[Collection entries]
╔══

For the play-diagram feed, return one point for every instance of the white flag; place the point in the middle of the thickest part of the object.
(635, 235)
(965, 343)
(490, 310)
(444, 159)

╚══

PROBLEM TO WORK ON >> None of the lines above may be skipped. Transcribe each one exactly.

ANSWER FOR THE TASK >>
For the play-diagram feed, return one point for every instance of the white flag; place the point in the middle of the thickest part of the object.
(635, 235)
(965, 343)
(490, 310)
(444, 159)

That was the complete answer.